### Exercise description
Which lines of the records below contain the word "finial"? Show each one.

Stored data entries:
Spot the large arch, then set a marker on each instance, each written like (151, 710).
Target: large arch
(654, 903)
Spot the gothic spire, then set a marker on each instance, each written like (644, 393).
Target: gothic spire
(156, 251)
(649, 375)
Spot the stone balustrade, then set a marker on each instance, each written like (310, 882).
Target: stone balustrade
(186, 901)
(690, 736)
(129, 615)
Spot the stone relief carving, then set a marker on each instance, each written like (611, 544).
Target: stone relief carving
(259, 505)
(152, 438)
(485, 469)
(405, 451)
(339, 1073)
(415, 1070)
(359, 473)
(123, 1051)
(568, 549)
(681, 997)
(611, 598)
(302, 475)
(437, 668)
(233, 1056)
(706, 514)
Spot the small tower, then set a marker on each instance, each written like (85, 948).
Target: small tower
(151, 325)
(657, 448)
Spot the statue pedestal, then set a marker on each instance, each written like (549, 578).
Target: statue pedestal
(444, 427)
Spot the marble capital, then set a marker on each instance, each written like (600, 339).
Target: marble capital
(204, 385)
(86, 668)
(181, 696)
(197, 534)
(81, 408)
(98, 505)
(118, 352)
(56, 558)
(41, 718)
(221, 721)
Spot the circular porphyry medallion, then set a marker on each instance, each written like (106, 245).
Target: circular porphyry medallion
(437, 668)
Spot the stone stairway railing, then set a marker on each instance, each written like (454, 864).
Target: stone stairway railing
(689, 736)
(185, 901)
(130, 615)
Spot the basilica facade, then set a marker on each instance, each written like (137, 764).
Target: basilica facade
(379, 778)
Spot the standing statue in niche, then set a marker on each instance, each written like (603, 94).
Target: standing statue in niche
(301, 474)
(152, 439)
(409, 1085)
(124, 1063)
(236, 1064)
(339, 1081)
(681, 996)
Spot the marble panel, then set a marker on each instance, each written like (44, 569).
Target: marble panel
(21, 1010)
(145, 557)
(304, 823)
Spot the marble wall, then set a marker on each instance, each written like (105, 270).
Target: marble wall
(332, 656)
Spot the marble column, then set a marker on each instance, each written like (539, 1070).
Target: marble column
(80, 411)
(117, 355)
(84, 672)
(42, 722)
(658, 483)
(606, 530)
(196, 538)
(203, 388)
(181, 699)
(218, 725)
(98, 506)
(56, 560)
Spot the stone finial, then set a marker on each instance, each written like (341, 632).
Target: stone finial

### Result of this task
Spot the stone finial, then set a marker on each instance, each written like (341, 632).
Target: stone finial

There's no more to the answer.